Dataset excerpts
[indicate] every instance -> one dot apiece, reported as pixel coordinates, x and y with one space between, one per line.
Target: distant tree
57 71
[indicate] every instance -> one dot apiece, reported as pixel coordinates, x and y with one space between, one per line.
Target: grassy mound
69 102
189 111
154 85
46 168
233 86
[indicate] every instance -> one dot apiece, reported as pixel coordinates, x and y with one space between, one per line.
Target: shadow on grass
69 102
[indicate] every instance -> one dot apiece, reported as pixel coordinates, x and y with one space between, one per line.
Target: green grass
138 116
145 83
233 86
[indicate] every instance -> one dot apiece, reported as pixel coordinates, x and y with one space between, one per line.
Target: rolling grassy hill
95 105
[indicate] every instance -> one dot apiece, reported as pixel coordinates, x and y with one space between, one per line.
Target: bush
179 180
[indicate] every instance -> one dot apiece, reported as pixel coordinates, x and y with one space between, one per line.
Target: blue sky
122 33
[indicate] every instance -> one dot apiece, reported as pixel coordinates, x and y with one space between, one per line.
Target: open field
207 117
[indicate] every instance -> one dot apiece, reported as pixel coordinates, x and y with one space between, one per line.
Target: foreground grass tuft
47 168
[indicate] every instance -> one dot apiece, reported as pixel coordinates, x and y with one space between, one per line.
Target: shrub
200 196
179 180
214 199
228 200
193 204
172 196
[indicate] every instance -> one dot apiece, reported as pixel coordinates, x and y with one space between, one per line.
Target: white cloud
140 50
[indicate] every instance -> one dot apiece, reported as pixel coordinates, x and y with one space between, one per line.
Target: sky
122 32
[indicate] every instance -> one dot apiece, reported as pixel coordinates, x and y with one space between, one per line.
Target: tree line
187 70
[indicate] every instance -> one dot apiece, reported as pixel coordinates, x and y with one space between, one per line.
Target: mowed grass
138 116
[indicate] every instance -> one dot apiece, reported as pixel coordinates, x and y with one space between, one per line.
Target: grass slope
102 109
---
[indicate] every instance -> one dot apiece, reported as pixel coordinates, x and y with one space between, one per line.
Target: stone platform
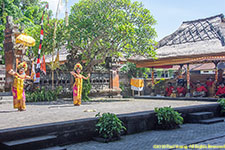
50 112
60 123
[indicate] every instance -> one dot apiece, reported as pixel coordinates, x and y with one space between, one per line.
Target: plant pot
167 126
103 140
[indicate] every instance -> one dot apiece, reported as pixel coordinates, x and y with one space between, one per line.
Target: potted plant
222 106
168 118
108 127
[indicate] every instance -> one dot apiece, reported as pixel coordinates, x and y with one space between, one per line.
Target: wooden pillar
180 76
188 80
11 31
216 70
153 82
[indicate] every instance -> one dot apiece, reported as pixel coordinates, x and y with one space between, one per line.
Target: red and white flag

Description of the task: Could you return exactly the lines above from the line with "Target: potted plant" to the line with "Target: red and white flag", both included, and nothing else?

Exercise solution:
Target: potted plant
222 106
168 118
108 127
[indicate] every instance -> one dot apiece, reported as pixel coordinates, x and y with one space between, one per line.
Target: wooden pillar
180 76
188 80
11 31
216 70
153 82
[indicate] every instance -> one dot apiece, reported as pixel coordinates, x and y with one space between, one per line.
Target: red and white flag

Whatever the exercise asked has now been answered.